▶ [MATERIAL TO PROCESS]:
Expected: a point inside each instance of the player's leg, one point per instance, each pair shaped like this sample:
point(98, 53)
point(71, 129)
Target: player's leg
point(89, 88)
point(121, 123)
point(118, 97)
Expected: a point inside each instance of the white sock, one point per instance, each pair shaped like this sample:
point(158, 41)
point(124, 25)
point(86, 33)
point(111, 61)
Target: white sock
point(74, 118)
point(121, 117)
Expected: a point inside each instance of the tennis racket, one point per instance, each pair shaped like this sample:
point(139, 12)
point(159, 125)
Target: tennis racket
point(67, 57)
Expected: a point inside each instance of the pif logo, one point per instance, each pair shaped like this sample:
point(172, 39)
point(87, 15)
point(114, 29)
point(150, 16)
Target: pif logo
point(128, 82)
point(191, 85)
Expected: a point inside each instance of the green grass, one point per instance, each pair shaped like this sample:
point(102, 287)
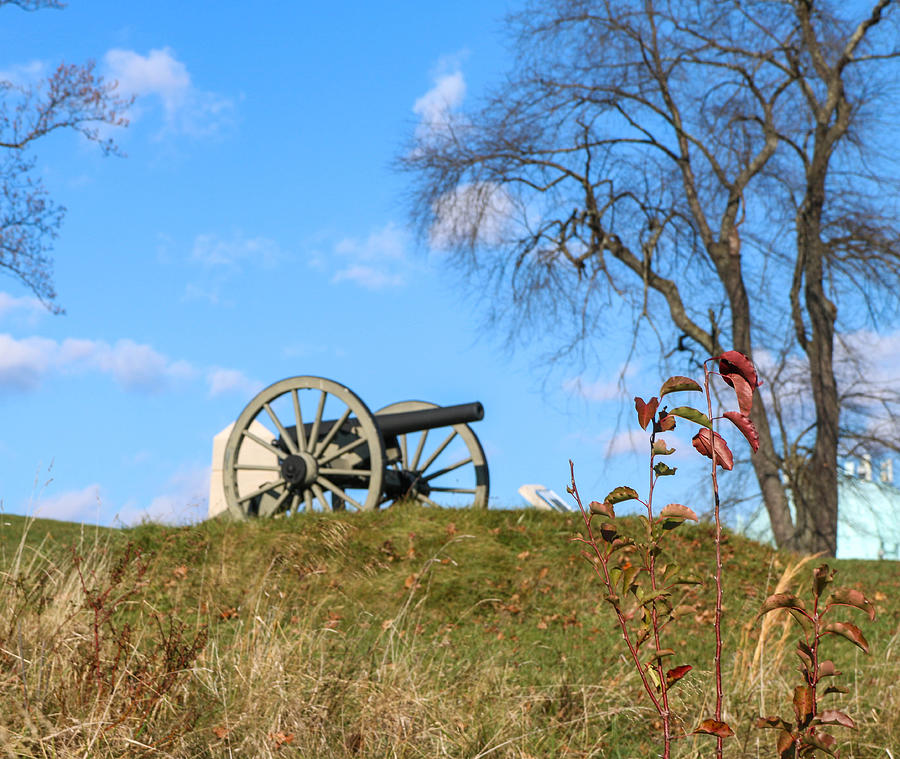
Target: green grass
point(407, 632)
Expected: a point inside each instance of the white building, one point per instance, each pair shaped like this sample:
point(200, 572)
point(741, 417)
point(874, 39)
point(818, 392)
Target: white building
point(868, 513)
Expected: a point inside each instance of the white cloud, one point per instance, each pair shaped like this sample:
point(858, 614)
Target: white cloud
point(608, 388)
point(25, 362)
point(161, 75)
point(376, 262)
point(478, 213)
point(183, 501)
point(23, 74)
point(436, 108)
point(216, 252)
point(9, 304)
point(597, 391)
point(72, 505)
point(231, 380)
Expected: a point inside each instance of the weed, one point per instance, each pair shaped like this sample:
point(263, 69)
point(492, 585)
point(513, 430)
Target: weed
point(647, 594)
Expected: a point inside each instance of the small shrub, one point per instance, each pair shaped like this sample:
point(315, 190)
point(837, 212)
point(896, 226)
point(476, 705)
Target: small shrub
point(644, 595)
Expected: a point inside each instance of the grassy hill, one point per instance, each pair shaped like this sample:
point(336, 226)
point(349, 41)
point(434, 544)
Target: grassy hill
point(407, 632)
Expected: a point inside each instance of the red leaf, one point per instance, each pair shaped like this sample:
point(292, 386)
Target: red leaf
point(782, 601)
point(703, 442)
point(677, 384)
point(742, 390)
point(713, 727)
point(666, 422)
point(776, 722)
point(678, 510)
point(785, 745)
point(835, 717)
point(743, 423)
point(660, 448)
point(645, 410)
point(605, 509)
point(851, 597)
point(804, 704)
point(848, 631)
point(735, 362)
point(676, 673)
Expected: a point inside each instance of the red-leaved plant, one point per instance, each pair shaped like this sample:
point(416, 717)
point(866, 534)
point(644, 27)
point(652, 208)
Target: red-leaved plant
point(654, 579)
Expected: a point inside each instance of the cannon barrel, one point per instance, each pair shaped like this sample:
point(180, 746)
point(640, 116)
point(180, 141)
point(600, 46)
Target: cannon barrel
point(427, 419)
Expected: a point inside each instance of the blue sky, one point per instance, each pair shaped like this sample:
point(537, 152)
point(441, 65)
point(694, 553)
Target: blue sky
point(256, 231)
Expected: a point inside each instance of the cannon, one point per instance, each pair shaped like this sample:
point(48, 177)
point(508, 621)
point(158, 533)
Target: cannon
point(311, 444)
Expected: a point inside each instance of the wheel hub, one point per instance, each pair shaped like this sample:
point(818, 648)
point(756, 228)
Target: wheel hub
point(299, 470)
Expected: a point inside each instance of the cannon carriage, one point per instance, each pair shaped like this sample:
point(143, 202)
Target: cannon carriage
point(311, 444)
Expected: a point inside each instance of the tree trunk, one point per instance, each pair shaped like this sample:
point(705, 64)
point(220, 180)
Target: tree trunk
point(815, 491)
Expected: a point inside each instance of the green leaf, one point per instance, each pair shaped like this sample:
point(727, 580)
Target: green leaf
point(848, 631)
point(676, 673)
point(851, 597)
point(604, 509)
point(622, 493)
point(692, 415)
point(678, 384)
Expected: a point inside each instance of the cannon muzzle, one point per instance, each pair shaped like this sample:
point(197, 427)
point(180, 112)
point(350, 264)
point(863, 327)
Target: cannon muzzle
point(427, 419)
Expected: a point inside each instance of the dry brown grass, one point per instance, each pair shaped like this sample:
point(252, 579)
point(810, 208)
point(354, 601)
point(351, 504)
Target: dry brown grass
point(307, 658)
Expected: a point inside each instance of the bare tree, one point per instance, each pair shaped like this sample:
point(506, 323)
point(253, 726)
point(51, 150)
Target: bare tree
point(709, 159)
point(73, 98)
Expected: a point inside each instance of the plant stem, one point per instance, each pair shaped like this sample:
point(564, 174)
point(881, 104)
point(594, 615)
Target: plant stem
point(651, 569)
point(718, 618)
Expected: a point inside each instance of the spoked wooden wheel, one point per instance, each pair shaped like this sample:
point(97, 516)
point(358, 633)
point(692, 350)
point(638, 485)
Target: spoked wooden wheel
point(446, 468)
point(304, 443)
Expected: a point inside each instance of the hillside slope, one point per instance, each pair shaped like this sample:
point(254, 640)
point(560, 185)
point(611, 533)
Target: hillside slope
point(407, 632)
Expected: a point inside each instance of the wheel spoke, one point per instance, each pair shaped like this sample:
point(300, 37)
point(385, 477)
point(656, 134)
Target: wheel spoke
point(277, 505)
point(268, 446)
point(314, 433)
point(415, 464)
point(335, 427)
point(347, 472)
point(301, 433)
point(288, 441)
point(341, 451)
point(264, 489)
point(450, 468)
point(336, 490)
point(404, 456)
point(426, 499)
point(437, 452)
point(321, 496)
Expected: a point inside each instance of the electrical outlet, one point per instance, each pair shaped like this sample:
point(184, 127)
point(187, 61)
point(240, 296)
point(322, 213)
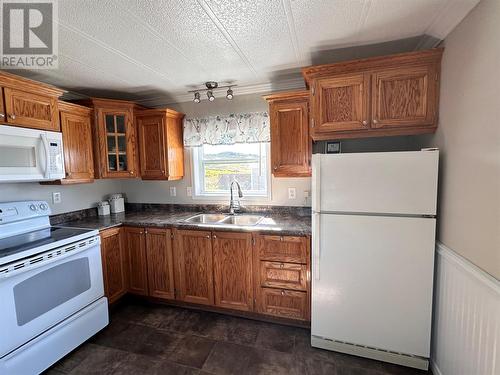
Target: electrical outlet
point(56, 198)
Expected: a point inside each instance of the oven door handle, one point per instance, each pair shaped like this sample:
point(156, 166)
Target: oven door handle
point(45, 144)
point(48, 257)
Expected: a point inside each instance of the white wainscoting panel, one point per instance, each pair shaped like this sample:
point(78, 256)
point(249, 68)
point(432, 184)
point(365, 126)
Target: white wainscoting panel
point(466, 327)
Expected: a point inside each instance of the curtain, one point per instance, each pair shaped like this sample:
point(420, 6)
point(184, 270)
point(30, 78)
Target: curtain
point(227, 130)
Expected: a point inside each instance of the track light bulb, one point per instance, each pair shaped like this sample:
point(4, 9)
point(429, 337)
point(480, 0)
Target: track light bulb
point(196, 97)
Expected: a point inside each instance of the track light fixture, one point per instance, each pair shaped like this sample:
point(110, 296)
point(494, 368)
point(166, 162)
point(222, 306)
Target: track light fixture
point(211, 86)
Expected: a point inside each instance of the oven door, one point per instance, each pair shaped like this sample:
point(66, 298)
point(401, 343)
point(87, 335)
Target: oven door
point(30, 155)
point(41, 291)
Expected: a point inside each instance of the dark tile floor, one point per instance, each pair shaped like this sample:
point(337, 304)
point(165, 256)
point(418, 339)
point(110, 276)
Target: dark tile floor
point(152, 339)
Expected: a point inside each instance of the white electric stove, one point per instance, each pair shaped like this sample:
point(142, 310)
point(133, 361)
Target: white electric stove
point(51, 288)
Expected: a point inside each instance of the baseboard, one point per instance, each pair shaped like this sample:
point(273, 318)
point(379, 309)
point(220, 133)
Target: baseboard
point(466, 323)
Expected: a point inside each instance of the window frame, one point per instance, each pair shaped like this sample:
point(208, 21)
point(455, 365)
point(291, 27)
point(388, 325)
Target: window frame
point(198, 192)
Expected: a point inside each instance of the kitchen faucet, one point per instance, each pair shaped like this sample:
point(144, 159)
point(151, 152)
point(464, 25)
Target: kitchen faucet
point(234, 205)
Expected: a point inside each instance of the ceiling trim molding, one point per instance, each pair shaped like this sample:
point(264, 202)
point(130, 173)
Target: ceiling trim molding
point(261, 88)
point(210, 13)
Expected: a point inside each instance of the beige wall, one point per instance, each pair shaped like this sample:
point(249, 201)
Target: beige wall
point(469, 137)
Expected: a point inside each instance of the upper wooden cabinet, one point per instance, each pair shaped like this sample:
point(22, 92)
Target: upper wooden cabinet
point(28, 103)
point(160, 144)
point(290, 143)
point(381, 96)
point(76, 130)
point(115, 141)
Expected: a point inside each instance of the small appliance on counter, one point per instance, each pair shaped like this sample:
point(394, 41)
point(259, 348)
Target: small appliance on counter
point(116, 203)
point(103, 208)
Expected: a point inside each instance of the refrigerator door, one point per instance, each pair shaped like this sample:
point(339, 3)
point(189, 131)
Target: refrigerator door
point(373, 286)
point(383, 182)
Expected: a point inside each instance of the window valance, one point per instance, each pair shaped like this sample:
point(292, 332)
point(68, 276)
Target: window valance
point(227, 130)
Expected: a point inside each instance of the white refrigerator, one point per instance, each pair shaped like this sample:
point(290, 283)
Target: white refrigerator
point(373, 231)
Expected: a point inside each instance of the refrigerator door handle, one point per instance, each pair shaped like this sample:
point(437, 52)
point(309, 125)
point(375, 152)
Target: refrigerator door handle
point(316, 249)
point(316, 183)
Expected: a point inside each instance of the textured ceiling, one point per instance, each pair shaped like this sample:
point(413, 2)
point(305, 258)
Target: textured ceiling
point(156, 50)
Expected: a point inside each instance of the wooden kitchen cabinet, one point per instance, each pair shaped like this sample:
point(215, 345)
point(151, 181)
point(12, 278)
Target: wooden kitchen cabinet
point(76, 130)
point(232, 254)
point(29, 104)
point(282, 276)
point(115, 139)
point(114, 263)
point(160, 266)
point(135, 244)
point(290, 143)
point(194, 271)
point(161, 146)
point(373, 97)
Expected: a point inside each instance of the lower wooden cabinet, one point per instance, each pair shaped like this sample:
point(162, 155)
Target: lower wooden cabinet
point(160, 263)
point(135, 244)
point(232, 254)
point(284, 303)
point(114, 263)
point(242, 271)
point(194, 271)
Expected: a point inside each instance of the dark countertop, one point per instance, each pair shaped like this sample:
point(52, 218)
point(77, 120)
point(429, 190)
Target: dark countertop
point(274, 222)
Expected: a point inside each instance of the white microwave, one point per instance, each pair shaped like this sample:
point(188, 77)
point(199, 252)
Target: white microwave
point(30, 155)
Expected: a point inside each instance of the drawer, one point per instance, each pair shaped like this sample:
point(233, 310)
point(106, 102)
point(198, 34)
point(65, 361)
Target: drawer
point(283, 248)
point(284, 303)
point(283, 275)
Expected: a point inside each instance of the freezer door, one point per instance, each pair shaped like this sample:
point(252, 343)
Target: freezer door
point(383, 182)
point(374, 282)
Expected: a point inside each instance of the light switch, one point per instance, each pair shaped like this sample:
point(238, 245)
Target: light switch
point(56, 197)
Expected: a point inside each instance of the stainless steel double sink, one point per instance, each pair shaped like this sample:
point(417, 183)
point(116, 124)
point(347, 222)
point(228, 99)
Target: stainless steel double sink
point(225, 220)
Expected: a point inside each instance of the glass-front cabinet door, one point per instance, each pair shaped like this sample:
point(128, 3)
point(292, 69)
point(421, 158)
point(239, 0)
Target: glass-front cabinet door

▶ [THE PROBLEM]: Look over the records above, and wherever a line contains the string "glass", copy that line.

▶ [SOLUTION FOR THIS TASK]:
Expected: a point inside each instance of the glass-front cabinet door, one point per instance, each pair shaped like this sample:
Target: glass-front cabinet door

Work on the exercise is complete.